### Do this
Copy the data word for word, from its first line up to and including the line that contains "369], [131, 374]]".

[Records from a data collection]
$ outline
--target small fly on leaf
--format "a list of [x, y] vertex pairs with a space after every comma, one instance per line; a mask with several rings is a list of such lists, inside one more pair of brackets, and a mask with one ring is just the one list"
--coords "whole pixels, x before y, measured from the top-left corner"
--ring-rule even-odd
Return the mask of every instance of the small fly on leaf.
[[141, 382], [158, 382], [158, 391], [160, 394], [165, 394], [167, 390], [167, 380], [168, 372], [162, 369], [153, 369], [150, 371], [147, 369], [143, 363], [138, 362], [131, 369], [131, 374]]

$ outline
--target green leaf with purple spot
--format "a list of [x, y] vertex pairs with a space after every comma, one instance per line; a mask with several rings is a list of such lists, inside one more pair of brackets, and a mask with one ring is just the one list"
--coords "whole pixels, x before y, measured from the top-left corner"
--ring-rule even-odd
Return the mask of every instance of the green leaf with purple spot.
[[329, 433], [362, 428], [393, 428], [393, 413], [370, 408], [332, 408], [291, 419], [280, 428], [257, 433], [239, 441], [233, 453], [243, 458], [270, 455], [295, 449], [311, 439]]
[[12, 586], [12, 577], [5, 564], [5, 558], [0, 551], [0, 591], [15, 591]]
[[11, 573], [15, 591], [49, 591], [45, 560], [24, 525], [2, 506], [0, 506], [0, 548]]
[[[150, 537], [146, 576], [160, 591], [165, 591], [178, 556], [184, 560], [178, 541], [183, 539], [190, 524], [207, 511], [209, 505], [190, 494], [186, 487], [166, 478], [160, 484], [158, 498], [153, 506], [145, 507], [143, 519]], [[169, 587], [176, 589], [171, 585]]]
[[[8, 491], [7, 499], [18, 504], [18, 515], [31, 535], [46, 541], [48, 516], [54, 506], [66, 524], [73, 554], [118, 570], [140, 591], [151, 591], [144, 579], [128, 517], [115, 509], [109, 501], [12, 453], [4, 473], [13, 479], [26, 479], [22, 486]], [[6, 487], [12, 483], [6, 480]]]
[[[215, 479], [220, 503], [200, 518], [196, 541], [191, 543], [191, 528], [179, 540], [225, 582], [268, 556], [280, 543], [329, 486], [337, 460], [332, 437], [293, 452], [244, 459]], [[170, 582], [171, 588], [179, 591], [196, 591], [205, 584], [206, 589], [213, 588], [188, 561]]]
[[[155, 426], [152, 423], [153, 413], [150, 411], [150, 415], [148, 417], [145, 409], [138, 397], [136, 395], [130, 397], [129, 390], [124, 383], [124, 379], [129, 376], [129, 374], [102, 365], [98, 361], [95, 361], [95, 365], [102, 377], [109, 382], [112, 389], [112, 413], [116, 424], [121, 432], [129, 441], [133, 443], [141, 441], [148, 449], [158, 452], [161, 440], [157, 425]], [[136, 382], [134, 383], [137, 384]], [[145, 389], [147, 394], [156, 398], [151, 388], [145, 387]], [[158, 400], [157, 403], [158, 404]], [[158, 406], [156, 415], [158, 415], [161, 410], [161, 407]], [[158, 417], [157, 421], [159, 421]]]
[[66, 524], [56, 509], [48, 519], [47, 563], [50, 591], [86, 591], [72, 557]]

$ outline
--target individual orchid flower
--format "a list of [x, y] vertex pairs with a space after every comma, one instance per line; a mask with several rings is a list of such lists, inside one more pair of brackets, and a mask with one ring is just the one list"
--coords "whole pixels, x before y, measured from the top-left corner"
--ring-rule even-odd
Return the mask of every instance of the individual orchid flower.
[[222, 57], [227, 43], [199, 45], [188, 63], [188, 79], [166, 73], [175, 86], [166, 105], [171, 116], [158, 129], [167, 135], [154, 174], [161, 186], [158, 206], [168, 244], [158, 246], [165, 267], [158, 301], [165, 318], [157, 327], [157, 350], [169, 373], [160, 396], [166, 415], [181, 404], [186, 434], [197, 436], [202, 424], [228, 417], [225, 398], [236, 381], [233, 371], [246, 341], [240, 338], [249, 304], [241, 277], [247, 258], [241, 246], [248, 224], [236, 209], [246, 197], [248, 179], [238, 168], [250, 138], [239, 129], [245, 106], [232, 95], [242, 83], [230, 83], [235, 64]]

### The completed task
$ outline
--target small fly on leaf
--format "a list of [x, y] vertex pairs with a space after every comma, one instance per line; a mask with several rings is a list of such lists, inside one more pair of brackets, and a mask with one ring is just the one list"
--coords "whole pixels, x before y, measured from the top-left corner"
--ring-rule even-odd
Return the mask of every instance of the small fly on leaf.
[[141, 382], [158, 382], [158, 391], [160, 394], [165, 394], [167, 390], [167, 380], [168, 372], [162, 369], [153, 369], [150, 371], [147, 369], [143, 363], [138, 362], [131, 369], [131, 374]]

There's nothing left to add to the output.